[Point annotation records]
◇ ◇ ◇ ◇ ◇ ◇ ◇

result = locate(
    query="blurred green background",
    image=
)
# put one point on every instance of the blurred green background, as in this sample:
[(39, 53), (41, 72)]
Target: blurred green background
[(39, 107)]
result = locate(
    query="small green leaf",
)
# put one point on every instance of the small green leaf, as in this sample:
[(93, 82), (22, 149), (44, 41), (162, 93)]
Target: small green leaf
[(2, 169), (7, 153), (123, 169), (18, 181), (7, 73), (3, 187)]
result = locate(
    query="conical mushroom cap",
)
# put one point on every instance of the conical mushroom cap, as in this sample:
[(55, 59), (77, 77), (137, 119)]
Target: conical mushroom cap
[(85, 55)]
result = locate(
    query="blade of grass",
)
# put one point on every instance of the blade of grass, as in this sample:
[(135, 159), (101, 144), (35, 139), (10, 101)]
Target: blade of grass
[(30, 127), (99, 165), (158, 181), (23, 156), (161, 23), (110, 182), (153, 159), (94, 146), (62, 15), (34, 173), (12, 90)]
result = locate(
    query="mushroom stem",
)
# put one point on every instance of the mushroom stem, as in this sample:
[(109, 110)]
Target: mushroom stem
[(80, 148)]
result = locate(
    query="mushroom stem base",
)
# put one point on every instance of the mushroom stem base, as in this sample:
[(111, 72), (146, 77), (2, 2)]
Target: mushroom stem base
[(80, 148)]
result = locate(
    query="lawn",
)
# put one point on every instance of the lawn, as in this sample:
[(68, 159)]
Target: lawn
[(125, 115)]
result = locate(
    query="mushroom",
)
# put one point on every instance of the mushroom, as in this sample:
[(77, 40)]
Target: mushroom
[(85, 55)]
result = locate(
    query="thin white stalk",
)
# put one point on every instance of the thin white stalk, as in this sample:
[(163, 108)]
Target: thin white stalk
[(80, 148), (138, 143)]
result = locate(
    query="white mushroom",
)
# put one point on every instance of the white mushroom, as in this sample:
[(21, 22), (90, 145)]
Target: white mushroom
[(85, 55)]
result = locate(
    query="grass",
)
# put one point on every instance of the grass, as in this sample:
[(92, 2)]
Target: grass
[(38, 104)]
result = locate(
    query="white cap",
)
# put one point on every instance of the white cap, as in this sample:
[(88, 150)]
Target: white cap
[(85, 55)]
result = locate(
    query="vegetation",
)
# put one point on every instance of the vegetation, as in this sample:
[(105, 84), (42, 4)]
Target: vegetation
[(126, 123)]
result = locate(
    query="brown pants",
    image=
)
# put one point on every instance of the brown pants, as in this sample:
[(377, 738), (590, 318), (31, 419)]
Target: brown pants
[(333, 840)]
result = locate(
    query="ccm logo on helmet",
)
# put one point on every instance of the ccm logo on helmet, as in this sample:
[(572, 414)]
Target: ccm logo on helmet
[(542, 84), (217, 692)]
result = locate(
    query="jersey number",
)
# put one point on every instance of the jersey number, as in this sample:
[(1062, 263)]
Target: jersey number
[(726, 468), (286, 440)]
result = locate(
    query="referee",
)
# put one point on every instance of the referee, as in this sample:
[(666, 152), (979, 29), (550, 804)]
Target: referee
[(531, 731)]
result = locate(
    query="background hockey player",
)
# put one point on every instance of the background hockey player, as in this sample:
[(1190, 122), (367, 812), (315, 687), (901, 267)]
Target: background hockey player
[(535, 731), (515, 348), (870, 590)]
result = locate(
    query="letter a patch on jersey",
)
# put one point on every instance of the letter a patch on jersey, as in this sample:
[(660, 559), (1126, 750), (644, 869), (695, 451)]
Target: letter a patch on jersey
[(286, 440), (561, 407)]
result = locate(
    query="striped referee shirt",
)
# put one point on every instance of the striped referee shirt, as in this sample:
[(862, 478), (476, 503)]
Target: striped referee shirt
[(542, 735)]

◇ ◇ ◇ ◇ ◇ ◇ ◇

Locate each line in the listing above that contains the string "thin" and copy those lines out. Case matters, so match uppercase and lowercase letters exactly.

Result for this exercise
    query="thin white stalk",
# put one point on every instance of the thin white stalk, as in this sample:
Target: thin white stalk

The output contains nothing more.